Исходный текст ▸
★ ★ ★ ★ ★

Текущее чтение: Артур Хоминский, «Возлюбленная псу», М.: Водолей, 2013

Артур Хоминский — тот редкий в истории литературы случай, когда развитие и смена моделей, в том числе альтернативные варианты, демонстрируются как бы одновременно, т. е. как минимум в пределах одного текста. Особенно это заметно в прозе, поскольку поэтические тексты обладают куда большей стилистической инерцией и долгий поток однородных стилистических блоков (сначала гимназической лермонтовщины, потом бытового символизма) лишь очень коротко перебивается странным поворотом, обычно абсурдной или абсурдно-натуралистической деталью.

На наших глазах в романе “Возлюбленная псу” базовый, символистский язык Хоминского (с цитатами из Блока и характерными речевыми блоками типа “И был безумие, злая радость, радость без конца” или “В бреду, в экстазе Тальский целовал чьи-то холодные, гибкие руки…”) переходит в Северянина с «шикарными туалетами» и с теми же «экстазами», но уже особенно глупыми и безвкусными, что по прямому ходу и логично, северянинщина и была мещанским освоением вкусового порока символизма, не случайно Сологуб ездил с Игорь-Северянином по России. Но тут же одновременно текст переливается в чуть ли не обериутский абсурд, до которого в 10-х гг. было еще очень далеко. Т. е. нам демонстрируется и обериутская логика опровержения символистских смыслов как вывод из символизма (обратным ходом). Чего у Хоминского нет совсем, так это акмеистского вывода из символизма — тоже по прямому ходу, но на основе редукции «экстазов» и «безумий». Но и для его кумира, Александра Блока, акмеизм был страшен («без божесттва, без вдохновенья…»), а Северянин — нет. Блок презирал «хороший вкус», что он мог себе позволить, потому что он был Блок, а уже даже Белый — не мог. На конце ряда Хоминский опять же уже может себе это позволить, балансируя на грани «серьезной поэзии» и «наивной литературы», по каковой грани следовало бы еще прогуляться в 1900-10-х гг.

★ ★ ★ ★ ★

[Данные для разметки координат]
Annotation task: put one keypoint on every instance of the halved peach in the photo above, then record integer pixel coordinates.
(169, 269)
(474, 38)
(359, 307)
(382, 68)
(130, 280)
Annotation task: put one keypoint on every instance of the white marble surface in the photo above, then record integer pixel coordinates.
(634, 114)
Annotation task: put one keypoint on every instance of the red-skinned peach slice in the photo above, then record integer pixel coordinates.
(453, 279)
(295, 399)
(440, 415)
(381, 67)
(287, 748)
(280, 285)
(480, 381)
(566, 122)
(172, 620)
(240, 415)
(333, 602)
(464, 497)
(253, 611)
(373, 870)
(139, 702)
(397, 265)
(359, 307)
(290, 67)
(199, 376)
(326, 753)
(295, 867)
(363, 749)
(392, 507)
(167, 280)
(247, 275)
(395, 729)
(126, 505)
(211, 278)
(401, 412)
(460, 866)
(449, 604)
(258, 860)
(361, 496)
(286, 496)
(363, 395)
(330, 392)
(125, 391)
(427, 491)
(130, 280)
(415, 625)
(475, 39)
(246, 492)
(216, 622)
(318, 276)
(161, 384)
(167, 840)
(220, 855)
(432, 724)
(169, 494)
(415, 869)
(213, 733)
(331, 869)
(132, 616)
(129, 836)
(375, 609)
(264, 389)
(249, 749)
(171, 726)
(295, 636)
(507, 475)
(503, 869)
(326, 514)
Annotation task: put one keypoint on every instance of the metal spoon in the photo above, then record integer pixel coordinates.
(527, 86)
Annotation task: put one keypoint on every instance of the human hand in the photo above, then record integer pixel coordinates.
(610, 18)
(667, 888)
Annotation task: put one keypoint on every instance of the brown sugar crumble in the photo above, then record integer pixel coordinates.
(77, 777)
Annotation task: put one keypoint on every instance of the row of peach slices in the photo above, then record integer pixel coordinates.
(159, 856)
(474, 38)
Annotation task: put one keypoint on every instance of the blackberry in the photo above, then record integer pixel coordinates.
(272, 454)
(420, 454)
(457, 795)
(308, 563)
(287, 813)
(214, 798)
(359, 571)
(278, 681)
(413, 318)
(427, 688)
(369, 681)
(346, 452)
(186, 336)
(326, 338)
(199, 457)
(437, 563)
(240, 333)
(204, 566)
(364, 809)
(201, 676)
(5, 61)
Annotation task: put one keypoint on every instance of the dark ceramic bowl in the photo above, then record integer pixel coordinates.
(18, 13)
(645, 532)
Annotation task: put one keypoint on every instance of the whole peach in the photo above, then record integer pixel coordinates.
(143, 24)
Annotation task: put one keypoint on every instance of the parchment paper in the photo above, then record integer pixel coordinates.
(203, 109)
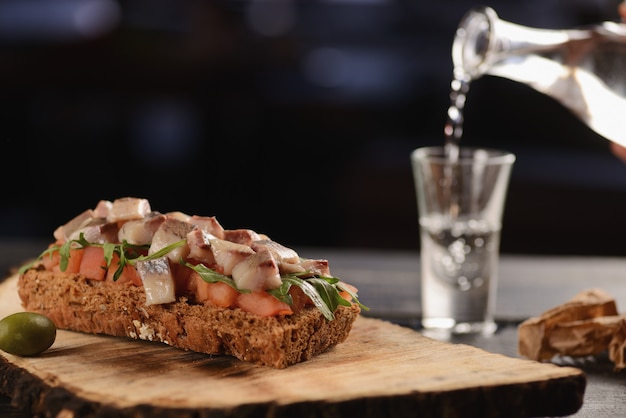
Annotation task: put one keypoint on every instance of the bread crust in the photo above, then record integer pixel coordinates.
(74, 302)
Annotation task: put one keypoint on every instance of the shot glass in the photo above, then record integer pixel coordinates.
(460, 204)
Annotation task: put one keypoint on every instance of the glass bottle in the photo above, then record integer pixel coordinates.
(584, 68)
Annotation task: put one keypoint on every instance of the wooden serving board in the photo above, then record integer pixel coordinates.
(381, 370)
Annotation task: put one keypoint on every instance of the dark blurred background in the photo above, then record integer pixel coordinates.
(291, 118)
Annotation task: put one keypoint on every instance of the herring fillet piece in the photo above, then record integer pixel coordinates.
(157, 279)
(257, 272)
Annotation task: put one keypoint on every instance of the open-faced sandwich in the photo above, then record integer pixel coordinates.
(125, 270)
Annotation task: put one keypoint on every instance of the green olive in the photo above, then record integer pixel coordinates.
(26, 333)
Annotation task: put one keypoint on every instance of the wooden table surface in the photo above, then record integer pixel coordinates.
(388, 283)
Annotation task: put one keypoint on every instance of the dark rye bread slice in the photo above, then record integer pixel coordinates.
(76, 303)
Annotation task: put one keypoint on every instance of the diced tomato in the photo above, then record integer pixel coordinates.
(345, 294)
(218, 293)
(51, 261)
(263, 304)
(74, 261)
(93, 264)
(129, 273)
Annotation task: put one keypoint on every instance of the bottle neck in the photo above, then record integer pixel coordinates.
(483, 41)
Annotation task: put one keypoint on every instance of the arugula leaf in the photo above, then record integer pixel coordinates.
(323, 291)
(129, 254)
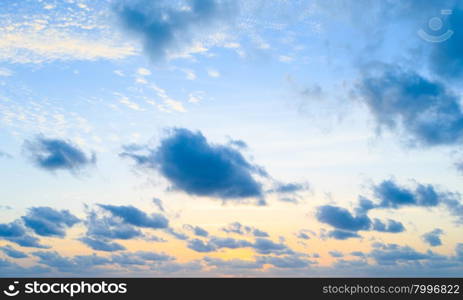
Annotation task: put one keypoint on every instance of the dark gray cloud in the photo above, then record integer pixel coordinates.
(46, 221)
(170, 27)
(432, 238)
(392, 195)
(195, 166)
(425, 110)
(101, 244)
(56, 154)
(13, 253)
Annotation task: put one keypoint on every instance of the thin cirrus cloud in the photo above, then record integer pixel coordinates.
(57, 154)
(168, 29)
(193, 165)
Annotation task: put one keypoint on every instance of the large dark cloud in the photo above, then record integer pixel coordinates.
(195, 166)
(170, 27)
(56, 154)
(425, 110)
(46, 221)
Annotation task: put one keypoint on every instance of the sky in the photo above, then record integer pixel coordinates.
(223, 138)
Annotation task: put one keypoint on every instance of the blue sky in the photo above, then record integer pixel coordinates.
(220, 137)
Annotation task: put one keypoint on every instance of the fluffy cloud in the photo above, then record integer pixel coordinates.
(260, 245)
(195, 166)
(16, 232)
(426, 110)
(238, 228)
(56, 154)
(101, 244)
(13, 253)
(133, 216)
(197, 230)
(392, 195)
(433, 237)
(46, 221)
(167, 29)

★ ★ ★ ★ ★

Письменное задание ▸ Перечислите всех поэтов и писателей, кроме самого Хоминского, чьи фамилии прямо названы в заметке о романе «Возлюбленная псу». Производные слова вроде «лермонтовщины» не учитывайте. Пункты данных к этому заданию отношения не имеют.

Ответ ▸ Александр Блок, Северянин (Игорь-Северянин), Сологуб, Белый.